§ **Dataset**:
— Start —

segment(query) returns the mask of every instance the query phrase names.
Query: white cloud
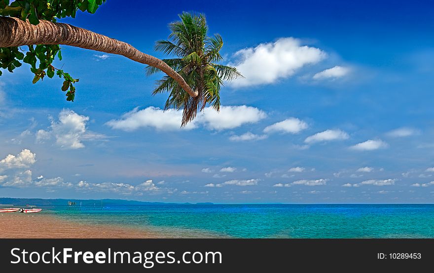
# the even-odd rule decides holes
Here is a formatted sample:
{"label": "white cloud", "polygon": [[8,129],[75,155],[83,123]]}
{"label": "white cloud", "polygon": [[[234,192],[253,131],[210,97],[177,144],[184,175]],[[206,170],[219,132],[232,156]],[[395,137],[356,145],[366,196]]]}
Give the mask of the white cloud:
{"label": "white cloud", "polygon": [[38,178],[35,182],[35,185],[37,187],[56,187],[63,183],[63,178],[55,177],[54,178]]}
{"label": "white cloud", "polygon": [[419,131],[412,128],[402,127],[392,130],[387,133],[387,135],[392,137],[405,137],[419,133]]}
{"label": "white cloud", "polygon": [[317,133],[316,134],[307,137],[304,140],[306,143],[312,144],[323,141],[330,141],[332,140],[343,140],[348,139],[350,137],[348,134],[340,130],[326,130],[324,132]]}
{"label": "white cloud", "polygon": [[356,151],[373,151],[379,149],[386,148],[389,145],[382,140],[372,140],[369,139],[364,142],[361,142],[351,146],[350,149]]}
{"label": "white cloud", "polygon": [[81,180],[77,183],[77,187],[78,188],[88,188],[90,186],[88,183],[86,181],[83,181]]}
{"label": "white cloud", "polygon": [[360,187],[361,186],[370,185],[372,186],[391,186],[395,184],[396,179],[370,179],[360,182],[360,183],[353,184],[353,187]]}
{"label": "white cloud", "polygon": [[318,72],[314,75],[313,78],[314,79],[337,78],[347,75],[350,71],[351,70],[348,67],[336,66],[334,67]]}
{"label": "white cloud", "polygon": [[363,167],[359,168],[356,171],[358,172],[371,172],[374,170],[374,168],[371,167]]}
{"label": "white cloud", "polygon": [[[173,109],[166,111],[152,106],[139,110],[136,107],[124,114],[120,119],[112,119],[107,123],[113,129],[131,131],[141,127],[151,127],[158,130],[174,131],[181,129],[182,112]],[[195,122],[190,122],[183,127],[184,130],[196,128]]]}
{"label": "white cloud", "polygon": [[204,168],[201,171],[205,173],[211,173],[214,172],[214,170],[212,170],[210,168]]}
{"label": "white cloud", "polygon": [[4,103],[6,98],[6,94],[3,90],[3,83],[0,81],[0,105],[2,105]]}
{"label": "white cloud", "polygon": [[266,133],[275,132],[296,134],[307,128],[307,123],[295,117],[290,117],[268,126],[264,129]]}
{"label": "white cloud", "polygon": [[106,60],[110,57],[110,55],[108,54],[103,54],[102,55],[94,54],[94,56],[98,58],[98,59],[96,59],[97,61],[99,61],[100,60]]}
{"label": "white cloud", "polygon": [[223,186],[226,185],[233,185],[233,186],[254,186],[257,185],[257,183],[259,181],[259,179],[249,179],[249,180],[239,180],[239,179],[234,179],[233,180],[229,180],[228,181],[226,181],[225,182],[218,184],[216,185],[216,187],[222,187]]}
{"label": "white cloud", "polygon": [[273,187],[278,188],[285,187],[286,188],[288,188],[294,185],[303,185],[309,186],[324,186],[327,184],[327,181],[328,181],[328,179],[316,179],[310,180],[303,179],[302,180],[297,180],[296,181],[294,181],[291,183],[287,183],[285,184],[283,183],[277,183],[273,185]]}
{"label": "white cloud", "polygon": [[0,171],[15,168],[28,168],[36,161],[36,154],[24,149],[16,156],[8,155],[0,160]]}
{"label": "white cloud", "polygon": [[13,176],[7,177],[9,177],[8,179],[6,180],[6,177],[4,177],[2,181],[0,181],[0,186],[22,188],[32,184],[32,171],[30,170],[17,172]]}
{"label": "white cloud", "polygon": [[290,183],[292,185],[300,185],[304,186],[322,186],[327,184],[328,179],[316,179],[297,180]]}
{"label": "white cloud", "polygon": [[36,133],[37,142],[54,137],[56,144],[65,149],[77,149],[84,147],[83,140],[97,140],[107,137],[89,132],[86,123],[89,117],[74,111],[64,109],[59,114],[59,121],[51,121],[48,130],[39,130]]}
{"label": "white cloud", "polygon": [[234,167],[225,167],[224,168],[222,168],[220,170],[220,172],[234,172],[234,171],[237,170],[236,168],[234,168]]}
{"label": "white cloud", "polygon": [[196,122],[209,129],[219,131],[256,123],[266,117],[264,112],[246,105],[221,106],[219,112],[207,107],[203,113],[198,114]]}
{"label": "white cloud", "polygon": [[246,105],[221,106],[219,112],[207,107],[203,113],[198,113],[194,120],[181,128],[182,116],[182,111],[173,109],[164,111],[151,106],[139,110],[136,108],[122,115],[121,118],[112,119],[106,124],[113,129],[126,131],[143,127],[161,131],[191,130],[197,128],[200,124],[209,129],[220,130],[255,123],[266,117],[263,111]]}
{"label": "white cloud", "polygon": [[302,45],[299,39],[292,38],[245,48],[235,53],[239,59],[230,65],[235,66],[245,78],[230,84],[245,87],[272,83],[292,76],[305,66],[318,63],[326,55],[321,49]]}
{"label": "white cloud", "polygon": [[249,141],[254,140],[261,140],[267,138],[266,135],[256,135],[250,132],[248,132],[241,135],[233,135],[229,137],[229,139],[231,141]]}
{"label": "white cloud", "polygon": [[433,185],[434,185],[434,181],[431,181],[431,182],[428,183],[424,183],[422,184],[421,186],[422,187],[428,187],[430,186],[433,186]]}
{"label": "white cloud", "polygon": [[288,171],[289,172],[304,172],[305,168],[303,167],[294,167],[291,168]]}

— End —

§ **Exercise instructions**: Print all of the material above verbatim, line for line, leaving out the pictures.

§ **Task response**:
segment(query) returns the mask of every instance the query phrase names.
Query: white cloud
# the even-odd rule decides holes
Here is a formatted sample:
{"label": "white cloud", "polygon": [[8,129],[75,155],[83,123]]}
{"label": "white cloud", "polygon": [[[234,192],[253,131],[210,97],[177,144],[184,175]],[[206,170],[219,132],[232,156]],[[395,137],[356,145],[366,196]]]}
Give the mask of the white cloud:
{"label": "white cloud", "polygon": [[38,178],[35,182],[35,185],[37,187],[56,187],[63,183],[63,178],[55,177],[54,178]]}
{"label": "white cloud", "polygon": [[419,131],[412,128],[402,127],[392,130],[387,133],[387,135],[392,137],[405,137],[419,133]]}
{"label": "white cloud", "polygon": [[317,133],[316,134],[307,137],[304,140],[306,143],[312,144],[323,141],[330,141],[332,140],[343,140],[348,139],[350,137],[348,134],[340,130],[326,130],[324,132]]}
{"label": "white cloud", "polygon": [[356,151],[373,151],[379,149],[386,148],[389,145],[382,140],[372,140],[369,139],[364,142],[361,142],[351,146],[350,149]]}
{"label": "white cloud", "polygon": [[81,180],[77,183],[77,187],[78,188],[88,188],[90,186],[88,183],[86,181],[83,181]]}
{"label": "white cloud", "polygon": [[360,187],[361,186],[370,185],[372,186],[391,186],[395,184],[396,179],[370,179],[360,182],[360,183],[353,184],[353,187]]}
{"label": "white cloud", "polygon": [[318,72],[314,75],[313,78],[314,79],[337,78],[347,75],[350,71],[351,70],[348,67],[336,66],[334,67]]}
{"label": "white cloud", "polygon": [[363,167],[359,168],[356,171],[358,172],[371,172],[374,170],[374,168],[371,167]]}
{"label": "white cloud", "polygon": [[[173,109],[166,111],[152,106],[139,110],[136,107],[124,114],[120,119],[112,119],[107,123],[113,129],[131,131],[141,127],[151,127],[158,130],[174,131],[181,129],[182,112]],[[195,122],[190,122],[183,127],[184,130],[196,128]]]}
{"label": "white cloud", "polygon": [[204,168],[201,171],[205,173],[211,173],[214,172],[214,170],[212,170],[210,168]]}
{"label": "white cloud", "polygon": [[4,103],[6,98],[6,94],[3,90],[3,83],[0,81],[0,105],[2,105]]}
{"label": "white cloud", "polygon": [[266,133],[275,132],[296,134],[307,128],[307,123],[295,117],[290,117],[268,126],[264,129]]}
{"label": "white cloud", "polygon": [[106,60],[110,57],[110,55],[108,54],[103,54],[102,55],[94,54],[94,56],[98,58],[98,59],[96,59],[97,61],[99,61],[100,60]]}
{"label": "white cloud", "polygon": [[223,186],[226,185],[233,185],[233,186],[254,186],[257,185],[257,183],[259,181],[259,179],[249,179],[249,180],[239,180],[239,179],[234,179],[233,180],[229,180],[228,181],[226,181],[225,182],[218,184],[216,185],[216,187],[222,187]]}
{"label": "white cloud", "polygon": [[273,187],[278,188],[285,187],[286,188],[288,188],[294,185],[303,185],[309,186],[324,186],[327,184],[327,181],[328,181],[328,179],[316,179],[310,180],[303,179],[302,180],[297,180],[296,181],[294,181],[291,183],[287,183],[285,184],[283,183],[277,183],[273,185]]}
{"label": "white cloud", "polygon": [[0,171],[15,168],[28,168],[36,161],[36,154],[24,149],[16,156],[8,155],[0,160]]}
{"label": "white cloud", "polygon": [[13,176],[7,177],[9,177],[8,179],[6,180],[6,177],[4,177],[2,181],[0,181],[0,186],[22,188],[32,184],[32,171],[30,170],[17,172]]}
{"label": "white cloud", "polygon": [[290,183],[292,185],[300,185],[304,186],[322,186],[327,184],[328,179],[316,179],[297,180]]}
{"label": "white cloud", "polygon": [[36,133],[37,142],[54,137],[56,144],[65,149],[77,149],[84,147],[83,140],[97,140],[107,137],[89,132],[86,123],[89,117],[74,111],[64,109],[59,114],[59,121],[51,121],[48,130],[39,130]]}
{"label": "white cloud", "polygon": [[234,167],[225,167],[224,168],[222,168],[220,170],[220,172],[234,172],[234,171],[237,170],[236,168],[234,168]]}
{"label": "white cloud", "polygon": [[196,122],[209,129],[219,131],[256,123],[266,117],[264,112],[246,105],[221,106],[219,112],[207,107],[203,113],[198,114]]}
{"label": "white cloud", "polygon": [[246,105],[221,106],[219,112],[207,107],[203,113],[198,113],[194,120],[181,128],[182,116],[182,111],[173,109],[164,111],[151,106],[139,110],[136,108],[122,115],[121,118],[112,119],[106,124],[113,129],[126,131],[143,127],[161,131],[191,130],[197,128],[200,124],[209,129],[220,130],[255,123],[266,117],[263,111]]}
{"label": "white cloud", "polygon": [[302,45],[299,39],[292,38],[245,48],[235,53],[239,59],[230,65],[235,66],[245,78],[230,84],[245,87],[272,83],[292,76],[305,66],[318,63],[326,55],[321,49]]}
{"label": "white cloud", "polygon": [[249,141],[254,140],[261,140],[267,138],[266,135],[256,135],[250,132],[248,132],[241,135],[233,135],[229,137],[229,139],[231,141]]}
{"label": "white cloud", "polygon": [[433,185],[434,185],[434,181],[431,181],[431,182],[428,183],[424,183],[422,184],[421,186],[422,187],[428,187],[430,186],[433,186]]}
{"label": "white cloud", "polygon": [[288,171],[289,172],[304,172],[305,168],[303,167],[294,167],[291,168]]}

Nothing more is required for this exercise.